--- begin Text excerpt ---
In a preferred embodiment, the housing includes an internal body
and an outer body surrounding the internal body and rotatably
secured thereover. The internal body has first and second opposing
ends and the first end of the internal body includes the internally
threaded region to threadedly engage the outer conductor of the
coaxial equipment. The outer body has first and second opposing
ends and the second end of the outer body can have a bore formed
therein for allowing the insertion of a tool to rotate the internal
body, wherein the impedance match element is mounted within the
internal body.
Additional features and advantages of the invention will be set
forth in the detailed description which follows, and in part will
be readily apparent to those skilled in the art from that
description or recognized by practicing the invention as described
herein, including the detailed description which follows, the
claims, as well as the appended drawings.
It is to be understood that both the foregoing general description
and the following detailed description present embodiments of the
invention, and are intended to provide an overview or framework for
understanding the nature and character of the invention as it is
claimed. The accompanying drawings are included to provide a
further understanding of the invention, and are incorporated into
and constitute a part of this specification. The drawings
illustrate various embodiments of the invention, and together with
the description serve to explain the principles and operations of
the invention.
BRIEF DESCRIPTION OF THE DRAWINGS
FIG. 1 is a partial cutaway view along the centerline of a prior
art Type F terminator similar to what is disclosed in U.S. Pat. No.
--- end Text excerpt ---
--- begin Data extract ---
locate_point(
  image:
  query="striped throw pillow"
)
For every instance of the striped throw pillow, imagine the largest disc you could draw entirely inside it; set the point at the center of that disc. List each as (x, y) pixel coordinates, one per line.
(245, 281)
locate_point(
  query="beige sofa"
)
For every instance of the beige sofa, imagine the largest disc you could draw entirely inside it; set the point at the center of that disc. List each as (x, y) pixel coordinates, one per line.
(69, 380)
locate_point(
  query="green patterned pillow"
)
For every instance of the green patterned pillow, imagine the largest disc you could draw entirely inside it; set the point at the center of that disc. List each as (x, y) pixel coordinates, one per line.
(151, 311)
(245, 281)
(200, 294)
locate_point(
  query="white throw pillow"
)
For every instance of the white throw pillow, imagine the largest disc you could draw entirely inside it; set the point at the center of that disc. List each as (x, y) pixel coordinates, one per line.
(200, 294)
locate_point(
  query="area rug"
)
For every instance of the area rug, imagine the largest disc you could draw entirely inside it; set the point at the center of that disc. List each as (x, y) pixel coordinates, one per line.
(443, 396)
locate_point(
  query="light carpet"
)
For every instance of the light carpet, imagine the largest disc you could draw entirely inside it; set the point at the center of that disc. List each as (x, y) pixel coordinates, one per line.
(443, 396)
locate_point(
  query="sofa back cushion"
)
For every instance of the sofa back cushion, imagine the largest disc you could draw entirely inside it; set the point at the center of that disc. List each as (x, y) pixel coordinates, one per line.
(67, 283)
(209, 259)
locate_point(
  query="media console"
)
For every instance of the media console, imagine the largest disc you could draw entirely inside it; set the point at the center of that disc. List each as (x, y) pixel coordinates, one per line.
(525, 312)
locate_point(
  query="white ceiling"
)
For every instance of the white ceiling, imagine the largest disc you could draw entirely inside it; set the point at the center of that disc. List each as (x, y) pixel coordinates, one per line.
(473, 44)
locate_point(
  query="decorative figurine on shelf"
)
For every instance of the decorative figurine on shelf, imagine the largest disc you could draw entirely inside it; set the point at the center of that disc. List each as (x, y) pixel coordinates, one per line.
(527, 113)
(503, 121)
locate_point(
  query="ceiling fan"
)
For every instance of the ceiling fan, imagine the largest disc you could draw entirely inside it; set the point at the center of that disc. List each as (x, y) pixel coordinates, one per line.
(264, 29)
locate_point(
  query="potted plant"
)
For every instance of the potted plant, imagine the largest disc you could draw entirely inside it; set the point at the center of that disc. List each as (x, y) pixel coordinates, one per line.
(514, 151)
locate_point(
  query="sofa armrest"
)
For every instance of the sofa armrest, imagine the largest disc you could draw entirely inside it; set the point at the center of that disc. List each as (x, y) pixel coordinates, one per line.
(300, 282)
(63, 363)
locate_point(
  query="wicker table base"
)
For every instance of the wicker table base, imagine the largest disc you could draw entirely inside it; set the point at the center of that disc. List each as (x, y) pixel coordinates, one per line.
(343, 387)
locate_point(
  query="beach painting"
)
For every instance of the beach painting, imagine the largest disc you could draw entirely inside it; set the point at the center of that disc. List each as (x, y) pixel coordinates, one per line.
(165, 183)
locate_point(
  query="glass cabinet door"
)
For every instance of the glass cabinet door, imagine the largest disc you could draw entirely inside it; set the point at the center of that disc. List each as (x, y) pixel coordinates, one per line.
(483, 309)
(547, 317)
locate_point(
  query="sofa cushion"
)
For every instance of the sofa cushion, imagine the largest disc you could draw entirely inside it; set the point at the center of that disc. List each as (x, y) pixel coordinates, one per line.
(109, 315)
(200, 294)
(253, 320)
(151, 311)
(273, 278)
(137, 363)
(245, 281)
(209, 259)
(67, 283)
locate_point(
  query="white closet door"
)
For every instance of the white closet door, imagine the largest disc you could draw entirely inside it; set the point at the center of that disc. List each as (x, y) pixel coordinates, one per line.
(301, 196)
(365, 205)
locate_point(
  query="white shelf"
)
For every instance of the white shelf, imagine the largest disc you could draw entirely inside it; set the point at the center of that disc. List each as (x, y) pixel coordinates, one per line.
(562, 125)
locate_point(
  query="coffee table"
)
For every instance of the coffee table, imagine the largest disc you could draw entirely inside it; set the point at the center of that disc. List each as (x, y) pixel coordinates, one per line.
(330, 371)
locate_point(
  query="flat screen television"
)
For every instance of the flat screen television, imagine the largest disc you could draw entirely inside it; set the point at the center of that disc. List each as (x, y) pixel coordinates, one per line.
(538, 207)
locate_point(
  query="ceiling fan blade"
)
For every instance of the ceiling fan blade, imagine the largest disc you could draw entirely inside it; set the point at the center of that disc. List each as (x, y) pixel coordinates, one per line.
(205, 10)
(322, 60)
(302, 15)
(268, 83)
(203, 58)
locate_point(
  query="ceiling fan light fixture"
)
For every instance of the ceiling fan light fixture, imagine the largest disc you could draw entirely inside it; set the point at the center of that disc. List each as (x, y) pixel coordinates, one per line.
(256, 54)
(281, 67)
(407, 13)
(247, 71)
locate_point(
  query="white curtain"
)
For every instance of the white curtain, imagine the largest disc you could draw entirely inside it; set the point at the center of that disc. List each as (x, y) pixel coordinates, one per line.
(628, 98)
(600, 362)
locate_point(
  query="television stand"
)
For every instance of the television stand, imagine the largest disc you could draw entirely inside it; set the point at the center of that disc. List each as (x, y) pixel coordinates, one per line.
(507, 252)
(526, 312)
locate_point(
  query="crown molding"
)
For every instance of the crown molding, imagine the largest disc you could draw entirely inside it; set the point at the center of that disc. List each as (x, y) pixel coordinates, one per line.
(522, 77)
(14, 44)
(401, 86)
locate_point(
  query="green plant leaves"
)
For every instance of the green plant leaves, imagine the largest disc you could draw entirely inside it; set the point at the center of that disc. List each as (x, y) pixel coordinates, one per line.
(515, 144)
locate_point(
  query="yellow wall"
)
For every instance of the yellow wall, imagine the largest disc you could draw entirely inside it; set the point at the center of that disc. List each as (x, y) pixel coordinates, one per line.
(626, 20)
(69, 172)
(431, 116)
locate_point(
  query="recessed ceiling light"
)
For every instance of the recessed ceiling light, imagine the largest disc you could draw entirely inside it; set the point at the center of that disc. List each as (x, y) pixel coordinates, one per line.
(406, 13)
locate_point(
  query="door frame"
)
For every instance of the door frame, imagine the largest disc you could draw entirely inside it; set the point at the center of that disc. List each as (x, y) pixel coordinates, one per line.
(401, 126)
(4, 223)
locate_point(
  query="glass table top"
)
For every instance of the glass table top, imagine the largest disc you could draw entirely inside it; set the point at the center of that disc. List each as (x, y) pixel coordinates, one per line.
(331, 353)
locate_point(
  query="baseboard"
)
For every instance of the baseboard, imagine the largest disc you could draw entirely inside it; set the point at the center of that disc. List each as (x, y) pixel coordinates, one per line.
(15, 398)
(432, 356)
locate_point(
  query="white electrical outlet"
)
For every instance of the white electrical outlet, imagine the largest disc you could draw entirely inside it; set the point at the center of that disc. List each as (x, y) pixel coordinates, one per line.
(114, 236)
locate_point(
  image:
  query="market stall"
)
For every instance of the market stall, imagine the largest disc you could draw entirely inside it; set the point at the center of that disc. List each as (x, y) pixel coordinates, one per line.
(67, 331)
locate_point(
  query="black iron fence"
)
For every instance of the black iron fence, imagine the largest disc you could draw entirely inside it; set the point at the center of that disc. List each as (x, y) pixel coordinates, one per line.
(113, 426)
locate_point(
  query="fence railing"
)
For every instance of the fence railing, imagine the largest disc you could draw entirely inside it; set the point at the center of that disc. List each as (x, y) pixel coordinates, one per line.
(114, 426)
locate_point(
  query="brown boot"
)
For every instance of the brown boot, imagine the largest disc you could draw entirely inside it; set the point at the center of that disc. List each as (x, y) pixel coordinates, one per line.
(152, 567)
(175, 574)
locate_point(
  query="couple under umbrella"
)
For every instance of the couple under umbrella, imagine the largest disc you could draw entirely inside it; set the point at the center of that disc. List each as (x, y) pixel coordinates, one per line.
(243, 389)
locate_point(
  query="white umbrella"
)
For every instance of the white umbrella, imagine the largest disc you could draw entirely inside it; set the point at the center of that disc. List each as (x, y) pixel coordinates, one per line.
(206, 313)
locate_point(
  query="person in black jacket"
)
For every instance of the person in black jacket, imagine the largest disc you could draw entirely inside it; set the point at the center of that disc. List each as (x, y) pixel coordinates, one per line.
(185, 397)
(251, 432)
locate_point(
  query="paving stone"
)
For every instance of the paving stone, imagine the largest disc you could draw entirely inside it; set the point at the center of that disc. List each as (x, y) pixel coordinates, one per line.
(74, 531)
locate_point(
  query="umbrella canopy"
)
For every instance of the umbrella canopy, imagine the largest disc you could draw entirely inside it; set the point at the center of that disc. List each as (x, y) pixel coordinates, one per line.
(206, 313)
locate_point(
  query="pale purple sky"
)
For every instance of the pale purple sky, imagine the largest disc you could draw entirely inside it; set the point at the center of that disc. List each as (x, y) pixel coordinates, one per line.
--- end Data extract ---
Task details ▸
Pick up the patent text on the coaxial terminator housing from the point where it stops, and keep going in the same style.

Written answer ▸
7,144,271;
FIG. 2 is a side cutaway view along the centerline of a preferred
embodiment of a terminator in accordance with the invention;
FIG. 3 is a side cutaway view of an impedance match element for use
in a terminator in accordance with the invention;
FIG. 3A is a perspective view of the distal end of an impedance
match element for use in a terminator in accordance with the
invention;
FIG. 4 is a side cutaway view of an alternative embodiment of a
terminator in accordance with the invention wherein security
features are excluded;
FIG. 5 is a side cutaway view of an alternative embodiment of a
terminator in accordance with the invention wherein the impedance
match element is held in position by a retaining ring;
FIG. 6 is a side cutaway view of an alternative embodiment of a
terminator in accordance with the invention wherein the inner body
mechanism is rotatably held in position by a retaining ring;
FIG. 7 is a side cutaway view of an alternative embodiment of a
terminator in accordance with the invention wherein the outer body
is configured to work in conjunction with an axially positionable
seal ring and wherein the seal ring is installed onto the outer
body in the "as shipped" condition; and
FIG. 8 is a side cutaway view of an alternative embodiment of a
terminator in accordance with the current wherein the outer body is
configured to work in conjunction with an axially positionable seal
ring and wherein the seal ring is illustrated in the "deployed"
condition with the invention attached to a typical terminal.
DETAILED DESCRIPTION OF THE PREFERRED EMBODIMENTS
Reference will now be made in detail to the present preferred
embodiment(s) of the invention, examples of which are illustrated
in the accompanying drawings. Whenever possible, the same reference
numerals will be used throughout the drawings to refer to the same
or like parts.
As used herein, the terms "longitudinal" and "longitudinally" refer
to the longest dimension of a three-dimensional object or
component.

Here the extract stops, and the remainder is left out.